**Work to complete:**
1. Answer these from the text on the presidential approval question:
(a) When did Gallup adopt the modern form of the presidential approval question?
(b) Which news organization asked the trend question about the war on terrorism?
(c) Why have most polling organizations adopted the Gallup language?
2. Set down word for word the part of the text on the presidential approval question starting with "Basic Question Format" and going on through "than 60 years.".

**Page text:**
[Start of Attachment]
Basic Question Format

While versions of the job approval question were asked by George Gallup in the late 1930s, the modern form of the presidential approval question was finally adopted by Gallup in the mid-1940s, according to the Gallup Organization. Since then, the Gallup wording remains unchanged, giving journalists and academics an historic record of public evaluations of their presidents for more than 60 years.

The basic form reads: Do you approve or disapprove of the way (name of president) is handling his job as president? Some polling organizations use slightly different wording, but most have adopted the Gallup language, in part so they can compare the results with Gallup's historic data without having to worry about the effect of wording differences. A variation of the question is frequently used to measure a president's performance in specific domains, as with this trend question asked by The Los Angeles Times: Do you approve or disapprove of the way George W. Bush is handling the war on terrorism?
[End of Attachment]
**Available data:**
[Start of Attachment]
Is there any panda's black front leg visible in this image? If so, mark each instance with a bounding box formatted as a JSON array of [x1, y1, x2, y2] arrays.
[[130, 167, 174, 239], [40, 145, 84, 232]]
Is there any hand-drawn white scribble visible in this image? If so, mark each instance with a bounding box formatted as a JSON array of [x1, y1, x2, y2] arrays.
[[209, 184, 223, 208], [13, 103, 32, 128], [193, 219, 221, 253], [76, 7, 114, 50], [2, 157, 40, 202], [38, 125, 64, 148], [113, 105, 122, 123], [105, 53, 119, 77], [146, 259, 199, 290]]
[End of Attachment]
**Answers to the tasks:**
1.
(a) In the mid-1940s.
(b) The Los Angeles Times.
(c) So they can compare their results with Gallup's historic data without having to worry about the effect of wording differences.

2.
Basic Question Format

While versions of the job approval question were asked by George Gallup in the late 1930s, the modern form of the presidential approval question was finally adopted by Gallup in the mid-1940s, according to the Gallup Organization. Since then, the Gallup wording remains unchanged, giving journalists and academics an historic record of public evaluations of their presidents for more than 60 years.